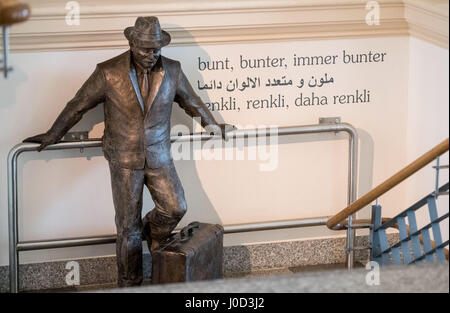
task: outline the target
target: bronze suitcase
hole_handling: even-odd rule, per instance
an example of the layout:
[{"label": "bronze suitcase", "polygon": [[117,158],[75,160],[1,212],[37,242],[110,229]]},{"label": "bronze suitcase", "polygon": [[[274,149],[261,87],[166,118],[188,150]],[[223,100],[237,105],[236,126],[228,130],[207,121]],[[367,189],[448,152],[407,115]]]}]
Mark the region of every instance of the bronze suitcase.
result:
[{"label": "bronze suitcase", "polygon": [[152,253],[152,283],[223,277],[223,227],[193,222]]}]

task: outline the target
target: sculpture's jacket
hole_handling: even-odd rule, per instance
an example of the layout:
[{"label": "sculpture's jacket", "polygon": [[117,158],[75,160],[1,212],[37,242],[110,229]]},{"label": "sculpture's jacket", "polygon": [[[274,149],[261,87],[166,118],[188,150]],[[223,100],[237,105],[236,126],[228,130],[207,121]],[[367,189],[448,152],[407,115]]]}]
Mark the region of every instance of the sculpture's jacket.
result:
[{"label": "sculpture's jacket", "polygon": [[172,162],[170,115],[174,101],[190,116],[200,117],[203,127],[217,123],[195,94],[178,61],[161,56],[155,66],[157,71],[153,75],[159,75],[159,79],[150,86],[153,96],[146,106],[130,51],[98,64],[48,134],[59,140],[86,111],[103,102],[103,151],[107,160],[129,169],[142,169],[145,164],[149,168],[169,164]]}]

========

Exercise objective. With the line containing "Mark the region of every instance of the sculpture's" as the first and the last line of the records as the final one, print exactly the lines in that span.

Task response.
Mark the region of every instance of the sculpture's jacket.
result:
[{"label": "sculpture's jacket", "polygon": [[172,162],[170,115],[174,101],[190,116],[200,117],[203,127],[217,123],[195,94],[178,61],[161,56],[155,66],[157,71],[153,75],[159,75],[159,79],[150,86],[153,96],[146,106],[130,51],[98,64],[48,134],[59,140],[86,111],[103,102],[103,151],[107,160],[129,169],[142,169],[145,164],[149,168],[169,164]]}]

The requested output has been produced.